MATERIAL PROVIDED |
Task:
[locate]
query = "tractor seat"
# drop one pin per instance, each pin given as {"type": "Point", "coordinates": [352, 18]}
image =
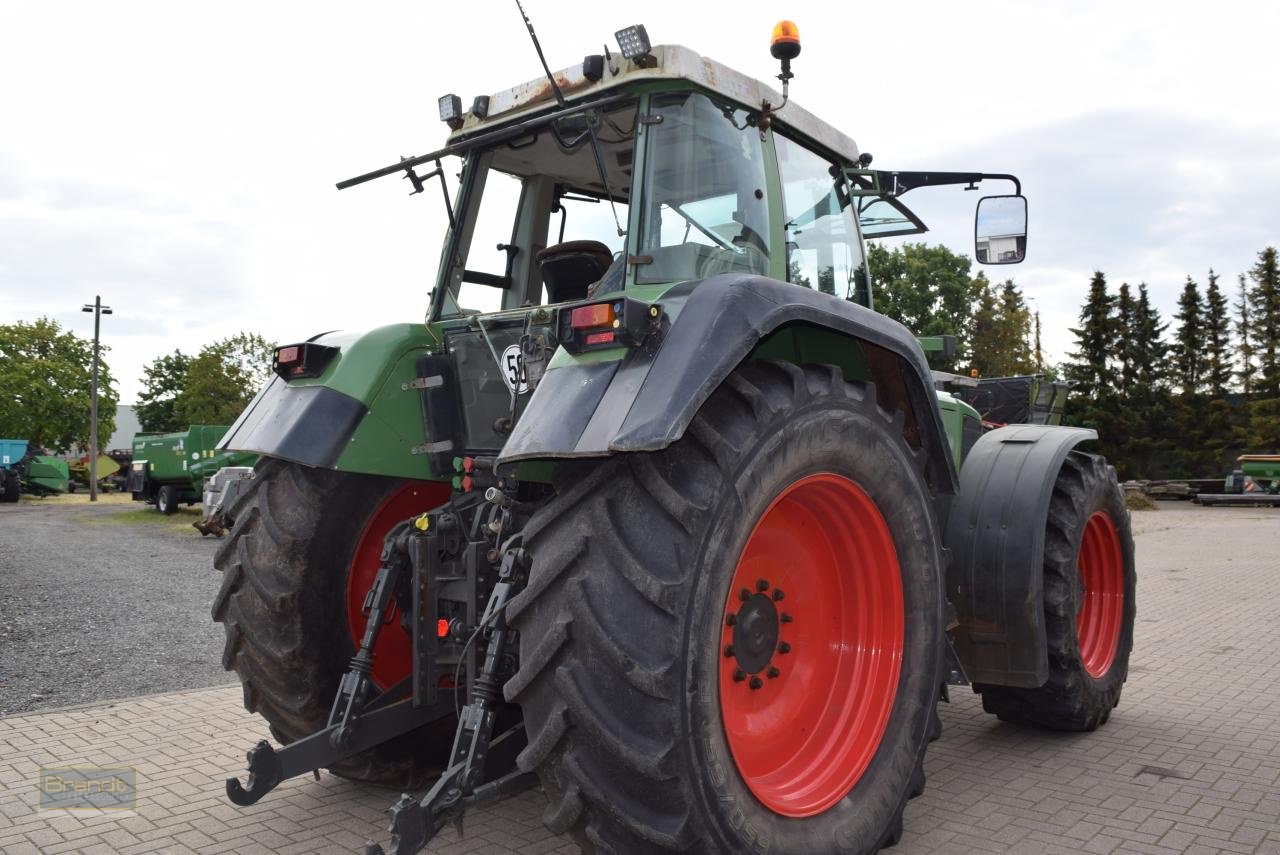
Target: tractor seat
{"type": "Point", "coordinates": [570, 268]}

PROMPT | Reproduce all of the material above line for line, leaving out the picture.

IN RESPONSE |
Task:
[locate]
query = "tractor seat"
# drop one pin per instance, each pin given as {"type": "Point", "coordinates": [352, 18]}
image =
Target: tractor seat
{"type": "Point", "coordinates": [570, 268]}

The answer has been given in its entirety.